- _PROBLEM DETAILS_
No pictures should appear in the copy; otherwise retype the entries exactly.

──────── DATA FOR THIS TASK

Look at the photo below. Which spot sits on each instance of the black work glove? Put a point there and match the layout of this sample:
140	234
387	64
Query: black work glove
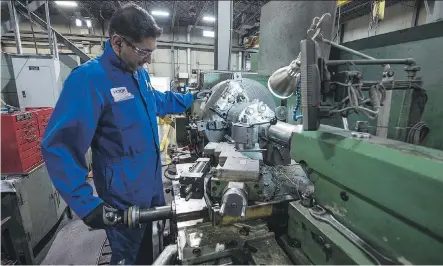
194	93
104	216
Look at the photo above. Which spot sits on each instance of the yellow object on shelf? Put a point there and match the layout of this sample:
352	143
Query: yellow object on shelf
164	142
379	9
342	2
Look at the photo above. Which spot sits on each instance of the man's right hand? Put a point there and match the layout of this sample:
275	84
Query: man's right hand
104	216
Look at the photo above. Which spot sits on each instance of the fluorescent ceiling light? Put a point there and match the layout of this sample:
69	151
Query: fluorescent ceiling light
208	33
78	22
160	13
66	3
209	18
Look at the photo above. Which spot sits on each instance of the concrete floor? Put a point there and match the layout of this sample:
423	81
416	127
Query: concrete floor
74	244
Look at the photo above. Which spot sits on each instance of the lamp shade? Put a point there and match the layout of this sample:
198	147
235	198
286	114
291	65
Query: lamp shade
283	82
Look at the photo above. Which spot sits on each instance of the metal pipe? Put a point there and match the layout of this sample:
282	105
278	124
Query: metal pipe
32	27
344	48
167	255
13	15
407	61
48	22
188	51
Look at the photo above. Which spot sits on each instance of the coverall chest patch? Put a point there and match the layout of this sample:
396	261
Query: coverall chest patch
121	94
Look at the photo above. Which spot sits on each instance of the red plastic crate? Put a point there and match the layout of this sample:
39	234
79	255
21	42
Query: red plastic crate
20	142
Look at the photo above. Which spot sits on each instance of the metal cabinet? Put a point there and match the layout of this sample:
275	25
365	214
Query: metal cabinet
37	208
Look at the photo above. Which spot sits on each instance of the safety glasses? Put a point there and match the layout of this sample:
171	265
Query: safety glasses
138	51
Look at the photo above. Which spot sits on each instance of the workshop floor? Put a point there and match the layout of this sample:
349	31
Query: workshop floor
74	244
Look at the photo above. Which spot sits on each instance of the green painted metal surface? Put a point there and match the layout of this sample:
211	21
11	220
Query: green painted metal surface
427	53
394	190
306	230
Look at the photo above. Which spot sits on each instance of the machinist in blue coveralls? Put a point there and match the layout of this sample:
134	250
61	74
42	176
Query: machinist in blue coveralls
108	104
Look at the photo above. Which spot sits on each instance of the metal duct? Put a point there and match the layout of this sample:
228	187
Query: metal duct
283	24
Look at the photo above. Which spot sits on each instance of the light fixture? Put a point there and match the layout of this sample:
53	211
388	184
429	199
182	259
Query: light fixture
284	81
66	3
78	22
160	13
208	33
209	18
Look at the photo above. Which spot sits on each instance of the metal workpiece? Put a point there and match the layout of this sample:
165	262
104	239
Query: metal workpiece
231	99
235	169
234	200
167	256
244	135
192	179
135	216
205	244
280	133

────────────────

- _RESULT OF THE TASK_
Look at the photo below. Which spot sits on each instance of the black work glove? Put a point there and match the layout of this sample:
140	234
387	64
Query: black work glove
194	93
104	216
Look at the photo above. Which spot sits on each instance of the yellow object on shelf? Put a point there and match the layout of this sample:
352	143
Query: yellow object on shelf
164	142
379	9
342	2
Look at the photo above. Which spot sits on each instance of the man's right hand? Put a point there and match the layout of this sample:
275	84
Query: man's right hand
104	216
Look at the photo above. Which spot sits on each instance of the fluorescent ceiling light? Put a point there and match the layout of this sample:
69	151
Query: fluorescent ceiling light
208	33
78	22
160	13
66	3
209	18
Look at the photo above. Which spot sits on each instance of the concrete floor? Put a point there and match the layout of this sample:
423	81
416	127
Query: concrete floor
74	244
Look at the photo above. Which spot sits on each instance of the lamp shade? Put a point there and match the layout of this sample:
198	147
235	198
286	114
291	65
Query: lamp shade
283	82
Look at the photo above. Which spot sits on each instance of the metal pipe? Put a point there and match the layout of this sample:
282	105
278	124
Query: metal pipe
32	27
344	48
167	255
13	15
407	61
48	22
188	51
Look at the photo above. Which spot sits on each instance of the coverall chest patch? Put a point there and match the layout of this sample:
396	261
Query: coverall chest patch
121	94
Look at the photo above. Which spot sits on each instance of the red plastic crate? Put a point there and match the layout of this sample:
39	234
79	255
21	42
Query: red plastic crate
20	142
Look at the photo above. Which spot sits on each instance of the metal cabinet? Put a point there and match the layout of this sample:
275	25
365	214
Query: metal cabinet
37	208
Look at the photo above. Which spot sits on each instance of the safety glasses? Put a point there and match the layout of this sample:
171	265
Query: safety glasses
138	51
Look at the photo above. Which spot sits on each instance of the workshop floor? Put a point there and match the layout of this sample:
349	31
Query: workshop floor
74	244
Look at the photo above. Which spot sits on each instance of the green painted metal surface? Put a point there and match the layout of this sample:
211	21
11	220
Query: green painted metal surface
427	53
394	190
306	230
Look at the photo above. Which spot sits on each instance of the machinist in blue coveralls? Put a point there and match the layout of this sample:
134	250
61	74
42	176
Query: machinist in blue coveralls
108	104
Look at the photo above. Which spot sits on each instance of the metal duct? Put a point there and match the layout of this sample:
228	187
Query: metal duct
283	24
Look at the photo above. Which spot sits on each instance of the light fixture? Put a point there and match the layout of this sample:
53	211
388	184
429	199
182	259
Query: light fixture
284	81
66	3
78	22
160	13
208	33
209	18
Look at the photo above. Which spot sits on each instance of the metal workpiece? Put a point there and match the layout of this sample:
165	262
104	239
Query: metal workpiece
231	99
235	169
234	200
167	256
244	135
192	179
135	216
205	244
280	133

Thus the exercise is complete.